Le pieux Gerwic, sans se décourager, revint à Morimond conjurer Othon, au nom de Jésus-Christ, d'avoir pitié de sa maison naissante et de ne pas le laisser repartir avec le regret d'avoir entrepris en vain un si long et si pénible voyage. Othon, touché de tant de foi, d'humilité et de patience, voulut rattacher à Morimond un homme animé si évidemment de l'esprit de Dieu, et un établissement qui lui semblait être une œuvre merveilleuse de la Providence; il lui donna six religieux, et lui remit une lettre par laquelle il priait l'abbé de Wolkenrode, de sa filiation, au diocèse de Mayence, d'ajouter sept autres religieux pour compléter le nombre de treize fixé par la règle, et de prendre le nouveau monastère sous sa dépendance immédiate (1).

(1) Les Tables de Morimond rapportent ce fait tel que nous l'avons raconté. Dans les Annales de Citeaux, il est dit que l'abbé Othon donna seulement à Gerwic une lettre pour l'abbé de Wolkenrode, et que ce dernier ne lui confia que trois religieux : tres suæ professionis monachos.

On voyait dans l'église de Waldsassen plus de cinquante mausolées des barons et des comtes de Liechtemberg, de Sulzbach, de Wirzburg, de Sparrenheit, de Velsenstein et aliorum cum in Nariscorum tum prætoriana terra habitantium.

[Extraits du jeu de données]
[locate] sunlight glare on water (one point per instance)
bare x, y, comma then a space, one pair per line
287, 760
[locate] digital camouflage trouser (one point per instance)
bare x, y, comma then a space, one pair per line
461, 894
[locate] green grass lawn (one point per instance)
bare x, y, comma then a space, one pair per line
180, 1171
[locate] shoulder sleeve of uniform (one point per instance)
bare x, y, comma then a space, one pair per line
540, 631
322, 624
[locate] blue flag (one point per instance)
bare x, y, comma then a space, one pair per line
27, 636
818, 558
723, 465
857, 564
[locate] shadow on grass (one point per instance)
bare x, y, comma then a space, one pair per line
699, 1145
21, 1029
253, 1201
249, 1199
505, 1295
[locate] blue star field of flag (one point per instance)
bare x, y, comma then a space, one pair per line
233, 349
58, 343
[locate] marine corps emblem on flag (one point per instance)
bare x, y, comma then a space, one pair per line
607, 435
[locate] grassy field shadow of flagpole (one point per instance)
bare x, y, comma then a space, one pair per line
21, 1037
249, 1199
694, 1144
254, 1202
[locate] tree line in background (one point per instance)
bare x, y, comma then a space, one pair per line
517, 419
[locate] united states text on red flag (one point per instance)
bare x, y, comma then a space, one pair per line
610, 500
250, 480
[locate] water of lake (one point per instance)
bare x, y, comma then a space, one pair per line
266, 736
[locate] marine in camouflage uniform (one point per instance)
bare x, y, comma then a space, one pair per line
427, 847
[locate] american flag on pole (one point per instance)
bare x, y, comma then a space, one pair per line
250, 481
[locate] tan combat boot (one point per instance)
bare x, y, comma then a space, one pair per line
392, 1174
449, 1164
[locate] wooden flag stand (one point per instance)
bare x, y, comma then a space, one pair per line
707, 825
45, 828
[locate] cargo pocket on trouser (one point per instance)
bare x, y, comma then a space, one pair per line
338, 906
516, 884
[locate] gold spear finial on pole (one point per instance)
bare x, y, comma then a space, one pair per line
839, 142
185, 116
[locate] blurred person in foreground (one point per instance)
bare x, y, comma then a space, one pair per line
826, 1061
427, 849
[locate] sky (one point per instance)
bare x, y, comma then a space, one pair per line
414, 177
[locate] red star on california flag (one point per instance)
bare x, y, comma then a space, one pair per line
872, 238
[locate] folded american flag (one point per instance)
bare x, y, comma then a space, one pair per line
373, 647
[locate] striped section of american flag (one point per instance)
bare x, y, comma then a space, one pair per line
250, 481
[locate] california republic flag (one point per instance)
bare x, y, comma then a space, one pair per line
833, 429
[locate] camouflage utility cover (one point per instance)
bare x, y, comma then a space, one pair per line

** CONSIGNE **
Extrayez mot pour mot, dans le passage sur Gerwic et Othon, le fragment qui va de « On voyait dans » jusqu'à « prætoriana terra habitantium. » inclus.

** RÉPONSE ATTENDUE **
On voyait dans l'église de Waldsassen plus de cinquante mausolées des barons et des comtes de Liechtemberg, de Sulzbach, de Wirzburg, de Sparrenheit, de Velsenstein et aliorum cum in Nariscorum tum prætoriana terra habitantium.